Assigned task
The answer must be only the lines below from the one holding "Draw the outline of every instance of the black" down to the one holding "Draw the outline of every instance of the green", ends included, printed exactly; please omit all pictures.

Data

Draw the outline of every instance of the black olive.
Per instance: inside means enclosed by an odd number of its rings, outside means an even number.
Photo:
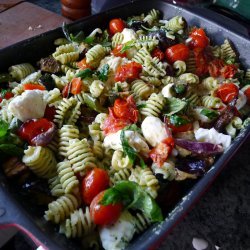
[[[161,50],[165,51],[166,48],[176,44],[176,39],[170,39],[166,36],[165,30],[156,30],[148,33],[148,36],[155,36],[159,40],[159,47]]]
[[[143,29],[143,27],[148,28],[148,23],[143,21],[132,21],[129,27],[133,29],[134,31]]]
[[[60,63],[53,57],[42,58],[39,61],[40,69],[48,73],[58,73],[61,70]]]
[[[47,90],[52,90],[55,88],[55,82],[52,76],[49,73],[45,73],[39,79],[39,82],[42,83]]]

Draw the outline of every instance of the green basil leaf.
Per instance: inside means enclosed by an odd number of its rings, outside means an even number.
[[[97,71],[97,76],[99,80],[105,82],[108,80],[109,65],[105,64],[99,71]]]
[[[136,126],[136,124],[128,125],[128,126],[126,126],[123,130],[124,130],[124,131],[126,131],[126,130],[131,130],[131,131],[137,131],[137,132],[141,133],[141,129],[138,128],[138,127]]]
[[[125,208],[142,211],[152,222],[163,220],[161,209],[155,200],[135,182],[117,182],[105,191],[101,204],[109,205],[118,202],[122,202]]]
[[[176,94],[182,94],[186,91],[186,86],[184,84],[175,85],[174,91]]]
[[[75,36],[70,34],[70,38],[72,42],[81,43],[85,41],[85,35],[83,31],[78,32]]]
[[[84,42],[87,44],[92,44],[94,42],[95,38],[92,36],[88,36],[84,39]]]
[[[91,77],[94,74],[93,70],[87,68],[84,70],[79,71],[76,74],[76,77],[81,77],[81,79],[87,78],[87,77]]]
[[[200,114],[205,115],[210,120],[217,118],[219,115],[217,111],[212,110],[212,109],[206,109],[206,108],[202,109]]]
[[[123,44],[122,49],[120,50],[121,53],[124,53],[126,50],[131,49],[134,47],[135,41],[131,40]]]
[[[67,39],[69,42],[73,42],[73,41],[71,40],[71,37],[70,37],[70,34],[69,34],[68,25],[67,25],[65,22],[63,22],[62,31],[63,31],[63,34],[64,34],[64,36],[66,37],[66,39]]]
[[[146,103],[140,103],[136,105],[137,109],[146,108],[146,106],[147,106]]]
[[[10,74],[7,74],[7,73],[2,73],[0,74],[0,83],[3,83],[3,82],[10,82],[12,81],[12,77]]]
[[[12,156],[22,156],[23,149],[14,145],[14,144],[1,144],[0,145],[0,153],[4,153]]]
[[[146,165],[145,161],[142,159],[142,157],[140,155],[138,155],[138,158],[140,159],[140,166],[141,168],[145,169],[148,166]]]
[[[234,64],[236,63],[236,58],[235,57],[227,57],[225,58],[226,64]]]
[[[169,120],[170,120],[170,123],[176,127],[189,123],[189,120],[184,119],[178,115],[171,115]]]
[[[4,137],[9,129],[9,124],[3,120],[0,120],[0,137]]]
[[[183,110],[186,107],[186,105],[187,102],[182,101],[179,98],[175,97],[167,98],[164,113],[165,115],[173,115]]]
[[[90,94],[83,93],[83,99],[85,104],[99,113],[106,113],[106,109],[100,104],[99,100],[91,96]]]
--
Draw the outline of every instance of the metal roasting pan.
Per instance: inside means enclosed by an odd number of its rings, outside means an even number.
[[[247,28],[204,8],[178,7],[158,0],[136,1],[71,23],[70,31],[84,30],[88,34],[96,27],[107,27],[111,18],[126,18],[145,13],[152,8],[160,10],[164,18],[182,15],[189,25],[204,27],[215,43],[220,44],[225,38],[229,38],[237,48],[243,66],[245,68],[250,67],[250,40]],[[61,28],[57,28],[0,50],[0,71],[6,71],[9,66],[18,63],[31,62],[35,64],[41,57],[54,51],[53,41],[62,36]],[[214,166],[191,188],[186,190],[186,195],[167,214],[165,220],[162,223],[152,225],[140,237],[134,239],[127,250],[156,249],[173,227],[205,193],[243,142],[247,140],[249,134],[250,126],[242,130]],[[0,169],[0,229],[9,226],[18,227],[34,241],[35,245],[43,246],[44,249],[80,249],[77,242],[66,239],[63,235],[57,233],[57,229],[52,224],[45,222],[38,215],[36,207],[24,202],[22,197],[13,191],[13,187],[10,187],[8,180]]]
==
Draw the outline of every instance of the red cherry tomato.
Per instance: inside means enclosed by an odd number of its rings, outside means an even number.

Response to this exercise
Draw the outline of every instance of the black olive.
Per instance: inside means enclosed by an odd number of its rings, outside means an even number.
Photo:
[[[161,50],[165,51],[166,48],[176,44],[176,39],[170,39],[166,36],[165,30],[156,30],[148,33],[148,36],[155,36],[159,40],[159,47]]]
[[[143,29],[143,27],[148,28],[148,23],[143,21],[132,21],[129,27],[133,29],[134,31]]]
[[[60,63],[53,57],[42,58],[39,61],[40,69],[48,73],[58,73],[61,70]]]
[[[47,90],[52,90],[55,88],[55,82],[52,76],[49,73],[45,73],[39,79],[39,82],[42,83]]]

Draw the outline of every instance of the green basil leaf.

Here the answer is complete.